[Image-grounded pointing data]
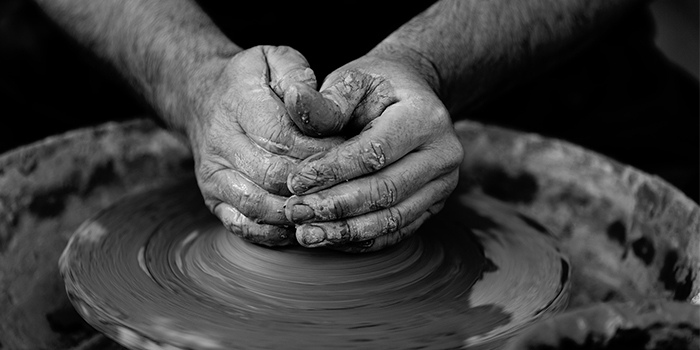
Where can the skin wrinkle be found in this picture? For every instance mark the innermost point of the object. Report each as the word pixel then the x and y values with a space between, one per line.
pixel 171 52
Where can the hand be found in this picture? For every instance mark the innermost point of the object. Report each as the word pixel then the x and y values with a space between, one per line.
pixel 379 186
pixel 245 144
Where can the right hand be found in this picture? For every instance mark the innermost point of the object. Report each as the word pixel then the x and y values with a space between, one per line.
pixel 245 145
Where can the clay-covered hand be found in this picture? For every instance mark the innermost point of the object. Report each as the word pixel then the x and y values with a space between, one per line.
pixel 380 185
pixel 245 144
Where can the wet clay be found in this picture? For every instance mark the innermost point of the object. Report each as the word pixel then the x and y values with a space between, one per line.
pixel 158 271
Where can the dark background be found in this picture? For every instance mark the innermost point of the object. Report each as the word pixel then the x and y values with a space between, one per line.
pixel 49 85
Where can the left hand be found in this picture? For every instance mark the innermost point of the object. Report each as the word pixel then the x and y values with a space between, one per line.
pixel 379 186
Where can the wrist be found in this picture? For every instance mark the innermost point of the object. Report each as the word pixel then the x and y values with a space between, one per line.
pixel 395 50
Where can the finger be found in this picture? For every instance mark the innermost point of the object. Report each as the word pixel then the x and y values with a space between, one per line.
pixel 386 139
pixel 390 239
pixel 267 170
pixel 288 66
pixel 382 190
pixel 264 117
pixel 250 230
pixel 378 223
pixel 231 187
pixel 352 97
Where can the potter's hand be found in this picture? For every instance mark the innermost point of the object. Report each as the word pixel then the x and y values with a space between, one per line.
pixel 245 145
pixel 380 185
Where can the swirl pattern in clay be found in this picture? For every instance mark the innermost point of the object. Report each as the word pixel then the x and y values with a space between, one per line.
pixel 158 271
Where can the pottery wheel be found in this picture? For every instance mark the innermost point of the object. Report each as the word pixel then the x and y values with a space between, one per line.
pixel 158 271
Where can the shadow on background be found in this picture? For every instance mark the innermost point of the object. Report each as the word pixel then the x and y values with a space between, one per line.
pixel 49 85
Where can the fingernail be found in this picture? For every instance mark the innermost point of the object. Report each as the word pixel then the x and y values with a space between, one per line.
pixel 310 235
pixel 301 213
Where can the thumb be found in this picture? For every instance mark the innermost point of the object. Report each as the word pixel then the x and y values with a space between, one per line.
pixel 288 67
pixel 327 112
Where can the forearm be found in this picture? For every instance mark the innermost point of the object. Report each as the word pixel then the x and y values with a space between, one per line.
pixel 471 49
pixel 164 48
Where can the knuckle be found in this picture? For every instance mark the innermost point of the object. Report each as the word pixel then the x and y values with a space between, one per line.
pixel 383 193
pixel 456 152
pixel 251 205
pixel 392 221
pixel 274 176
pixel 373 156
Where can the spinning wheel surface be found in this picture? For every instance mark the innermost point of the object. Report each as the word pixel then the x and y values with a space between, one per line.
pixel 157 270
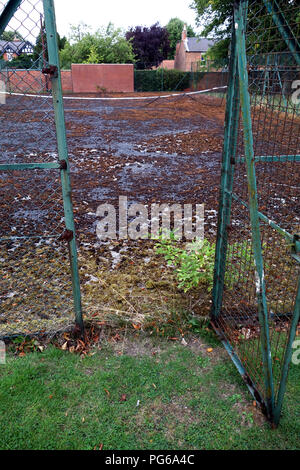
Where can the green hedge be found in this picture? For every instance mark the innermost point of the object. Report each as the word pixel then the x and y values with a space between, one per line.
pixel 162 80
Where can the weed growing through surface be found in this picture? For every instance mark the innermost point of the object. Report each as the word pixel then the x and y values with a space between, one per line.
pixel 193 264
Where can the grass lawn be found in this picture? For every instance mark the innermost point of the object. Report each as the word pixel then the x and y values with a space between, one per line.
pixel 139 393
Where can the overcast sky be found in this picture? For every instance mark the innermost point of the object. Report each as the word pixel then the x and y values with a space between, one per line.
pixel 121 13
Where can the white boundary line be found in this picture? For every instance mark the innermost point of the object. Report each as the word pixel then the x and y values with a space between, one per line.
pixel 129 98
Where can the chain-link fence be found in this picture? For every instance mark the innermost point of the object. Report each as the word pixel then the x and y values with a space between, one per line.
pixel 256 294
pixel 36 223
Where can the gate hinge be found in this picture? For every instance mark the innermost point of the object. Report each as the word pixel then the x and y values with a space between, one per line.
pixel 67 236
pixel 51 70
pixel 296 247
pixel 63 165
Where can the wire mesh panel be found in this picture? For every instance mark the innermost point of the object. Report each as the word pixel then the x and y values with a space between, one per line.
pixel 37 238
pixel 256 294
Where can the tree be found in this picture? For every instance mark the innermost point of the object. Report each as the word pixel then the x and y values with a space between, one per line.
pixel 106 46
pixel 217 17
pixel 40 51
pixel 175 28
pixel 150 45
pixel 11 36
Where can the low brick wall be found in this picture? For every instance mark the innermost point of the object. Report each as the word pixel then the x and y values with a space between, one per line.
pixel 83 78
pixel 212 80
pixel 90 78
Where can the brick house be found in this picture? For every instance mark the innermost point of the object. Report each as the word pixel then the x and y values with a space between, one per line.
pixel 9 50
pixel 190 51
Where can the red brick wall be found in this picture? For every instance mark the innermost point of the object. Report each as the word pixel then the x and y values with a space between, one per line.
pixel 66 81
pixel 90 78
pixel 83 78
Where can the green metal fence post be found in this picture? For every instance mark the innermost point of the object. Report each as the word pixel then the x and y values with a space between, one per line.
pixel 228 160
pixel 287 358
pixel 51 31
pixel 253 205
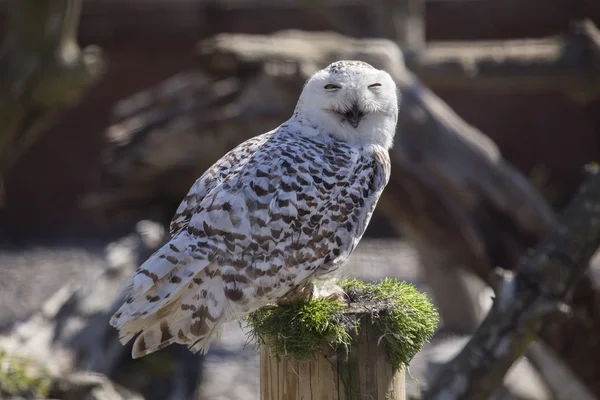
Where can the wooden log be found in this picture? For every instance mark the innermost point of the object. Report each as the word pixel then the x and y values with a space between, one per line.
pixel 450 191
pixel 365 372
pixel 326 349
pixel 569 62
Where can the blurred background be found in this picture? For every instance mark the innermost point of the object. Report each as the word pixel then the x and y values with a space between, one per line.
pixel 500 112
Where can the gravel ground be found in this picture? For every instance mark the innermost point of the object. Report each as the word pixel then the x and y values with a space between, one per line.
pixel 231 366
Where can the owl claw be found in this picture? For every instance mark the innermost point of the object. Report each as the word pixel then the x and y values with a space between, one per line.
pixel 330 291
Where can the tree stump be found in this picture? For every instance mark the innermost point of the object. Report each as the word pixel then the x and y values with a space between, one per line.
pixel 327 350
pixel 365 372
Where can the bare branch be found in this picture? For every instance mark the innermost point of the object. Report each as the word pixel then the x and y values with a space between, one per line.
pixel 42 70
pixel 526 301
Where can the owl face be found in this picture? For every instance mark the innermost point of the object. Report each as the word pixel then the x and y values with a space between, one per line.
pixel 352 101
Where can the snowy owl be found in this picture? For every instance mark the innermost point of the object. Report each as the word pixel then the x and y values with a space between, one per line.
pixel 273 215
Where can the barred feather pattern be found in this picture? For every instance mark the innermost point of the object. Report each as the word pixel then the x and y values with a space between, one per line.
pixel 275 212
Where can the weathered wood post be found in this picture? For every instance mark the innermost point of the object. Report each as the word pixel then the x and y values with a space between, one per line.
pixel 358 351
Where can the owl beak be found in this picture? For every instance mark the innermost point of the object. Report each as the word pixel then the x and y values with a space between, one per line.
pixel 354 115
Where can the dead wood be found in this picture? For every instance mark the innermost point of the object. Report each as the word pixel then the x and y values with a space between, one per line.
pixel 450 193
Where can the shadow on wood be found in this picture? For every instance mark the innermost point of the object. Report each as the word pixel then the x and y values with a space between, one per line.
pixel 364 372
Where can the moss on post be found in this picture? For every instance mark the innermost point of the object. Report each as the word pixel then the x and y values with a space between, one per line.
pixel 21 378
pixel 330 350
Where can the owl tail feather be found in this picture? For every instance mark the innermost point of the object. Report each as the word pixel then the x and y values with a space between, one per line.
pixel 159 332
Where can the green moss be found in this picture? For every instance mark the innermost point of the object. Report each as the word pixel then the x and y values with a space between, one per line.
pixel 407 319
pixel 19 377
pixel 298 329
pixel 404 316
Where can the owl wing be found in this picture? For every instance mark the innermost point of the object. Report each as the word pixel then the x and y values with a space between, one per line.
pixel 298 205
pixel 229 164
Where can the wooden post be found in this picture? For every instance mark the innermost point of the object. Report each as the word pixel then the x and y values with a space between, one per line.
pixel 364 372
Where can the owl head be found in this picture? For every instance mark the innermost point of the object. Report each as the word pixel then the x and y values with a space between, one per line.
pixel 352 101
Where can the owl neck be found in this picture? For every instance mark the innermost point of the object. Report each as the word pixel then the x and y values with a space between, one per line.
pixel 375 130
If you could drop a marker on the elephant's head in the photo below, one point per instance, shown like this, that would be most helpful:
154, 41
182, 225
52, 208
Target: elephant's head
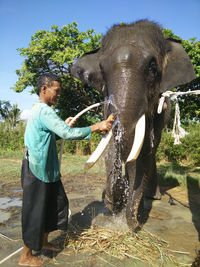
133, 66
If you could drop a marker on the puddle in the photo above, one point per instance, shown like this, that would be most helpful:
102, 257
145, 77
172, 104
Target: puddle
6, 202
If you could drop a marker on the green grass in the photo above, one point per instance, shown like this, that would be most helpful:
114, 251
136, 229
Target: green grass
169, 174
174, 175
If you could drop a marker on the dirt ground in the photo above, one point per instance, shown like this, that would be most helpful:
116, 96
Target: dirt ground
175, 218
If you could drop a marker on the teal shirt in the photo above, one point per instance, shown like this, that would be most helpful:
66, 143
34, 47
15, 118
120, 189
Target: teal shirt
43, 128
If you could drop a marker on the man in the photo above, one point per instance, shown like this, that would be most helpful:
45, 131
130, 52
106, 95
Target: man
45, 204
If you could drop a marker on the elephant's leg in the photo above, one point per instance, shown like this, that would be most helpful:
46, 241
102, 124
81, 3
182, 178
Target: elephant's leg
114, 197
152, 189
135, 173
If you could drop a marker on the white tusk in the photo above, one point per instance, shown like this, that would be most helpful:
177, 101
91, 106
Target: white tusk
138, 140
100, 148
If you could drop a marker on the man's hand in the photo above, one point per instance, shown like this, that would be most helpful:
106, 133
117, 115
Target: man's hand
70, 122
105, 125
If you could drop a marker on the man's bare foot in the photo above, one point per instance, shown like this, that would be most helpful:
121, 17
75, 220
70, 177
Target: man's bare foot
48, 246
31, 261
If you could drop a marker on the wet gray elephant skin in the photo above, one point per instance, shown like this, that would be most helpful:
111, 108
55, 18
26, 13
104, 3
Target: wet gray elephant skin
133, 67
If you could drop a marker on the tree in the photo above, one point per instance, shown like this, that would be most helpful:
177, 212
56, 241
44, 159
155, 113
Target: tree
53, 51
189, 104
4, 109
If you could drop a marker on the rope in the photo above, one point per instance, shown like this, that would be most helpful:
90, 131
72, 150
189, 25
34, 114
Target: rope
178, 132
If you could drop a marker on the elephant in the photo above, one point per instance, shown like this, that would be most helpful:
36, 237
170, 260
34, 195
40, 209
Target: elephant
133, 66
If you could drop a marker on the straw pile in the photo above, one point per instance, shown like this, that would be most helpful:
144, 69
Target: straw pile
143, 246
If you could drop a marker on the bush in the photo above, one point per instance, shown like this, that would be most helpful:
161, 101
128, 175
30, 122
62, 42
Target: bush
188, 150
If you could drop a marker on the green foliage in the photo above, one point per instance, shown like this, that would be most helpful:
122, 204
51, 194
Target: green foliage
189, 104
4, 109
188, 151
53, 51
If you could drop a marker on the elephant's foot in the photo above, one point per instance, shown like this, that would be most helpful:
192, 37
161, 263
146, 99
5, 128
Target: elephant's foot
113, 206
153, 195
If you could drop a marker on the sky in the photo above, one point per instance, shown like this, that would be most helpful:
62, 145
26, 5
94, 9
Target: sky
20, 19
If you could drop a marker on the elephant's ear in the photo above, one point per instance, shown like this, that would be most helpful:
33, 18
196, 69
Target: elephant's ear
179, 69
87, 69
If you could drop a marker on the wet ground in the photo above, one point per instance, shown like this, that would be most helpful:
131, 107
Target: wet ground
175, 218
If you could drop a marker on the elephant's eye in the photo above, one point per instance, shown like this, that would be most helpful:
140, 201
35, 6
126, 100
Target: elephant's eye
153, 68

### WHAT IS NEEDED:
In the records above, copy exactly the lines from the one that contains "Target: elephant's foot" through the last, and nothing else.

### RESPONSE FOR THIS EXERCISE:
Target: elephant's foot
113, 206
153, 195
If you could drop a marker on the sky in the photo above, one point per instance, shown like this, that would be most helpful:
62, 145
26, 5
94, 9
Target: sky
20, 19
If you could drop a marker on the elephant's ear in the photo above, one point per instance, shown like this, that would be most helpful:
33, 18
196, 69
Target: elephant's ear
179, 69
87, 69
If you could drop a marker on the wet ground in the photo above, one point per instance, shown like this, that would be most helpful:
131, 107
Target: wet ground
175, 218
If you could drop a marker on the elephant's eye in the photo above, one point per instance, shown like this, that would be most helpful:
140, 201
35, 6
126, 100
Target: elephant's eye
153, 68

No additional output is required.